--- ENTRIES PROVIDED ---

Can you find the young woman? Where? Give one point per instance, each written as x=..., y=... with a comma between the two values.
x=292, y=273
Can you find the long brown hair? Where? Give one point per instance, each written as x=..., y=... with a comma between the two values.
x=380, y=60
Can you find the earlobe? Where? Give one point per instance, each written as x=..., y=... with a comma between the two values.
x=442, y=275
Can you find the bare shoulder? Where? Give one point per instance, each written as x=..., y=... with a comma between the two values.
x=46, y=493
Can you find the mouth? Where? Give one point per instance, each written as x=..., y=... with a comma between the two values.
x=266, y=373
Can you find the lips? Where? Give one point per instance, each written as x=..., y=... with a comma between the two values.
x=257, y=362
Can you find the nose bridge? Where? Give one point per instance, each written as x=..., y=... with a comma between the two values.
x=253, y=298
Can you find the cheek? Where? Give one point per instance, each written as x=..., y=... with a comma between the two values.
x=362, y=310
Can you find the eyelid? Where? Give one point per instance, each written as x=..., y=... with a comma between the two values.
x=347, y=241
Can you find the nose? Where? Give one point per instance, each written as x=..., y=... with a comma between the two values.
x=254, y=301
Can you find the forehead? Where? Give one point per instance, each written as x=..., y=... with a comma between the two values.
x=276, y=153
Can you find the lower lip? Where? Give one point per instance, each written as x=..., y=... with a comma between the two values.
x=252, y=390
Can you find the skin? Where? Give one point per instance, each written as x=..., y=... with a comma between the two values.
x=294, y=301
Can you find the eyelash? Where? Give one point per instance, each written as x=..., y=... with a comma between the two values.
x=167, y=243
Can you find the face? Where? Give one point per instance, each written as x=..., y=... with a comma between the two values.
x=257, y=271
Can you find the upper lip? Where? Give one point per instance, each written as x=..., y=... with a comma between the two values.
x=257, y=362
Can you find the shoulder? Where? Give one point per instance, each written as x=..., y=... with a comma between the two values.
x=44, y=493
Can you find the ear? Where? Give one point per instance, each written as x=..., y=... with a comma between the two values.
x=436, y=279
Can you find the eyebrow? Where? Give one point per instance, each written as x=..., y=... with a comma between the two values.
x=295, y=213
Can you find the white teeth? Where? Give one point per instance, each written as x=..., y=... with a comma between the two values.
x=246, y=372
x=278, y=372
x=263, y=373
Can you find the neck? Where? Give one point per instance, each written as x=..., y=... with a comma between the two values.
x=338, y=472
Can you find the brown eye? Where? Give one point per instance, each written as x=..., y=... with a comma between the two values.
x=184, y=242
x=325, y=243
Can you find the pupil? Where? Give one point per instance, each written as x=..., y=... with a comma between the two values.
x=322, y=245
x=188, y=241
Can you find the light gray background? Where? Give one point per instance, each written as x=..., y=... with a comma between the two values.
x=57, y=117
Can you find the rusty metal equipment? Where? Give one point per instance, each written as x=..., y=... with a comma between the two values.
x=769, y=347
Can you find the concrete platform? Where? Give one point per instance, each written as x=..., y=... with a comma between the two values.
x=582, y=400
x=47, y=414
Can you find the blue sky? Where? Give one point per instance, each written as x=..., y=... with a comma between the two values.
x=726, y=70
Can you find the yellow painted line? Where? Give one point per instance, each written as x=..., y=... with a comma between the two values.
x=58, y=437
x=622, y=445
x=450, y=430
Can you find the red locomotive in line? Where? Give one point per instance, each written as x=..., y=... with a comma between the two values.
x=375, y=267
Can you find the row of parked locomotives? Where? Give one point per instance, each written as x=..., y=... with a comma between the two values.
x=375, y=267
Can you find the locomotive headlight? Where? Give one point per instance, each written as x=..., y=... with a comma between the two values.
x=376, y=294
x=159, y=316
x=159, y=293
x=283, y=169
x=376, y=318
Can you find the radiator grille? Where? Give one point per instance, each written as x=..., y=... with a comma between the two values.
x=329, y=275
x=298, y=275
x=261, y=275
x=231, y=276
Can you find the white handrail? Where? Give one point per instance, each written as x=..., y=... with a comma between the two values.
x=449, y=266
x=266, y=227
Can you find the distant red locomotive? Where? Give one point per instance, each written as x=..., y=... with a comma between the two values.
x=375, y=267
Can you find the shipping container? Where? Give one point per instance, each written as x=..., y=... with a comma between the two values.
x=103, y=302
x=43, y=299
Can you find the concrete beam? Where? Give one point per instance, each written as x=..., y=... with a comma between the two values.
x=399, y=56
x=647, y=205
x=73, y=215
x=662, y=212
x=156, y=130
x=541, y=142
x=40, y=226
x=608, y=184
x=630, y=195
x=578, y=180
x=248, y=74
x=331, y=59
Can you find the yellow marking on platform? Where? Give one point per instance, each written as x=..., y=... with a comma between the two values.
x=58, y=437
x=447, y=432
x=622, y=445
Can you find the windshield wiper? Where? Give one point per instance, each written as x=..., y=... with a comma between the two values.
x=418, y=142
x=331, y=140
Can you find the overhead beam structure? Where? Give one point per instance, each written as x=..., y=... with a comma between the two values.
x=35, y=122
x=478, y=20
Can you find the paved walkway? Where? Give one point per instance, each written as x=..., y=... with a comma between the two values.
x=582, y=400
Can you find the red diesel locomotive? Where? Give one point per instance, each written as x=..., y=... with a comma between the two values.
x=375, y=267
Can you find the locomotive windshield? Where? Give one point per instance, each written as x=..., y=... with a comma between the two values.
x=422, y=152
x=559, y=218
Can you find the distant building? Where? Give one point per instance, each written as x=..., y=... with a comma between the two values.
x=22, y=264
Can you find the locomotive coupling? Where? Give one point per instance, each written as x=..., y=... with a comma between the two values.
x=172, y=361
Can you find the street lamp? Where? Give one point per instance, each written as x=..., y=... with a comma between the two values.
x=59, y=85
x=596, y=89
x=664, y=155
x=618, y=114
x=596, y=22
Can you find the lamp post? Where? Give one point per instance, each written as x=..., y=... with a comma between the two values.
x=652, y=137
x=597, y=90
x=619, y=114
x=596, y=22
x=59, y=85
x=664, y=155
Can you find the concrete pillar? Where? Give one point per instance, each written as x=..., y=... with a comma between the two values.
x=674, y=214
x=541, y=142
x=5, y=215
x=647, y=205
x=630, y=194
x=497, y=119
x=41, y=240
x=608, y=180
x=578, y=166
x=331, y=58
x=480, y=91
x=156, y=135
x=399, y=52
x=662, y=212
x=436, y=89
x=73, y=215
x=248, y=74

--- WHAT IS BEING ASKED ---
Repeat the entries exactly, all of them.

--- RESULT OF THE TASK ---
Can you find the young woman? Where? Give one point per instance, each written as x=..., y=... with a comma between the two values.
x=292, y=273
Can you find the long brown hair? Where? Give one point per instance, each written as x=..., y=... with a comma between the two values.
x=380, y=60
Can you find the earlobe? Where? Give one point per instance, each written as x=..., y=... with a comma between the two values.
x=442, y=275
Can you find the bare shoulder? Where? Give one point per instance, each written as x=..., y=... with a comma between the two values.
x=46, y=493
Can you find the mouth? Where? Give one point per instance, each written as x=..., y=... with a comma between the two values.
x=266, y=373
Can you find the lips? Where? Give one point per instance, each written as x=..., y=... with a comma between the two values.
x=257, y=362
Can you find the nose bridge? Where? Give one point per instance, each written as x=..., y=... with a comma between the two values.
x=253, y=298
Can you find the cheek? Where? Give one point per instance, each written as x=..., y=... with a comma between the two values.
x=362, y=310
Can you find the eyelid? Where? Give one point per instance, each written as x=..., y=... with a comma between the two values.
x=347, y=241
Can you find the nose? Where? Give one point per instance, each written as x=..., y=... with a comma between the two values.
x=254, y=301
Can you find the forehead? Where? Give one point per instance, each written as x=..., y=... with a comma between the two values.
x=276, y=153
Can you find the lower lip? Where? Give one point per instance, each written as x=..., y=... with a comma between the two values.
x=252, y=390
Can you find the skin? Where? Give one point per instance, each written as x=..., y=... with a comma between the two values.
x=294, y=301
Can you find the eyelash? Where? Give one point per instance, each written as x=..., y=... with a comma between the two values.
x=167, y=243
Can you find the face? Where? Give one point per instance, each written as x=..., y=... with a comma between the two values.
x=257, y=271
Can you find the upper lip? Where? Give one point per instance, each written as x=..., y=... with a comma between the two values.
x=257, y=362
Can you find the shoulder? Where? Give one point per instance, each written as x=..., y=... with a comma between the two values.
x=44, y=493
Can you find the ear? Where? Give one point per instance, each written as x=..., y=... with a comma between the two values.
x=436, y=279
Can you find the eyebrow? Where? Give one point per instance, each written as x=..., y=... with a comma between the two values.
x=295, y=213
Can you find the white teeth? Where? Give one point per instance, each written as x=..., y=... with a comma between the two values.
x=246, y=372
x=278, y=372
x=263, y=373
Can you find the neck? Where? Give one point per instance, each written as x=..., y=... with a comma between the two values.
x=338, y=472
Can you find the brown eye? Where? Give one point per instance, each written as x=..., y=... with a comma between the two values.
x=184, y=242
x=325, y=243
Can you find the pupil? Where? Give one point per instance, each written as x=..., y=... with a comma between the two values.
x=322, y=245
x=188, y=241
Can you find the light gray background? Where? Give one point per instance, each written as x=..., y=... with a comma between the two values.
x=57, y=117
Can you find the rusty metal equipment? Where? Give one point per instance, each written as x=..., y=... with a comma between the two values.
x=769, y=347
Can you find the concrete platform? Where? Give one point per instance, each written as x=..., y=... with a comma between the two values.
x=582, y=400
x=47, y=414
Can you find the blue sky? Where? Give one point per instance, each written as x=..., y=... with a comma between the two values.
x=726, y=70
Can you find the yellow painted line? Where? Give one point per instance, each written as x=..., y=... with a comma between the two values.
x=58, y=437
x=622, y=445
x=450, y=430
Can you find the red locomotive in line? Where? Give one point per instance, each written as x=..., y=... with a comma between the two values.
x=375, y=267
Can you find the row of parked locomotives? Where? Give one point per instance, each written as x=..., y=... with a comma between the two values.
x=375, y=267
Can you find the locomotive headlight? Where? Give one point per instance, each written as x=..., y=... with a comma between the two values.
x=376, y=294
x=159, y=316
x=159, y=293
x=283, y=169
x=376, y=318
Can you find the radiator grille? Where? Give one point per instance, each written as x=..., y=... with a comma between the two values.
x=329, y=275
x=298, y=275
x=261, y=275
x=231, y=276
Can you find the white handrail? Where? Give one point per instance, each written as x=..., y=... with a comma between the two values.
x=449, y=266
x=266, y=227
Can you find the distant red locomotive? Where? Give one point per instance, each written as x=..., y=... with a comma between the two values.
x=375, y=267
Can you find the shipping container? Where? Give one point per instance, each written as x=..., y=... with a comma between the two values.
x=103, y=302
x=43, y=299
Can you find the concrete beam? Where? Give one point per instance, each written as x=..., y=... with a comma between the two values.
x=399, y=56
x=647, y=205
x=73, y=215
x=662, y=212
x=156, y=130
x=541, y=142
x=40, y=226
x=608, y=184
x=630, y=195
x=578, y=180
x=248, y=74
x=331, y=59
Can you find the yellow marking on platform? Where? Give one point per instance, each written as x=..., y=... with a comma between the two values.
x=58, y=437
x=447, y=432
x=622, y=445
Can you find the windshield wiper? Where? Give one point per instance, each written as x=..., y=... with a comma between the two values.
x=418, y=142
x=331, y=140
Can you find the overhead beam structure? Where? Give one point per instance, each written as x=..., y=... with a comma between the two values.
x=35, y=122
x=478, y=20
Can you find the paved walkway? Where? Give one point per instance, each written as x=..., y=... with a comma between the two values.
x=582, y=400
Can you find the red diesel locomotive? Where? Give one point per instance, each written as x=..., y=... with a comma between the two values.
x=375, y=267
Can you find the locomotive windshield? Where? Give one point per instance, each written as x=..., y=... with a comma between the two values.
x=422, y=152
x=559, y=218
Can you find the distant building? Where? Give one point per instance, each written as x=..., y=... with a comma between the two values.
x=22, y=264
Can you find the locomotive coupling? Where? Give one point per instance, each written as x=..., y=... with a comma between the two values.
x=172, y=361
Can you find the street lamp? Where? Give one point per instance, each written as x=..., y=... with a comma between the two values.
x=59, y=85
x=596, y=89
x=664, y=155
x=618, y=114
x=596, y=22
Can you find the lamp post? Where? Give one point per instance, each written as x=..., y=... with a comma between the two values.
x=652, y=137
x=597, y=90
x=619, y=114
x=596, y=22
x=59, y=85
x=664, y=155
Can you find the concrete pillar? Where? Give one point per instance, each written as x=..., y=... with a comma between the two values.
x=674, y=214
x=541, y=142
x=5, y=215
x=647, y=205
x=630, y=194
x=497, y=119
x=41, y=240
x=608, y=180
x=578, y=166
x=331, y=58
x=480, y=91
x=156, y=135
x=399, y=52
x=662, y=212
x=436, y=89
x=73, y=215
x=248, y=74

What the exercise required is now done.